(Pointing entries for labeled objects)

────

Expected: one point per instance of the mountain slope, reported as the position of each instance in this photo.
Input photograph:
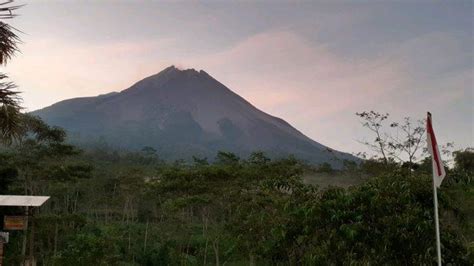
(183, 113)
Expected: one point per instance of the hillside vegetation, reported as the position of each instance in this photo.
(121, 208)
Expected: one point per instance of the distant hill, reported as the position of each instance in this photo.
(182, 113)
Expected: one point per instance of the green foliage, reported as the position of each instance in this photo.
(117, 208)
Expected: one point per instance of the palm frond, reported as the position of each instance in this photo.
(9, 40)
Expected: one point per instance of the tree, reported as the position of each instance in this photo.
(9, 98)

────

Render the listing above as a Markdown table with the columns Row and Line, giving each nonblank line its own numbered row. Leave the pictures out of the answer.

> _THE OUTPUT_:
| Row | Line |
|---|---|
| 1 | Expected: one point per instance of the mountain slope, reported as the position of each instance in this photo. |
| 2 | Input photograph: |
| 3 | (183, 113) |
| 4 | Expected: one point per instance of the hillside vegetation, reported as the position of each instance in this photo. |
| 5 | (121, 208) |
| 6 | Expected: one point per instance of the distant hill, reported as the position of each instance in this photo. |
| 7 | (182, 113) |
| 8 | Expected: one point per instance of the green foliage, reported as the position of each instance in this photo. |
| 9 | (117, 208) |
| 10 | Expected: one point per instance of the palm frond, reported as the position of each instance in this photo. |
| 11 | (9, 40) |
| 12 | Expected: one point per instance of the tree, reported as the position of each instance in this photo. |
| 13 | (9, 98) |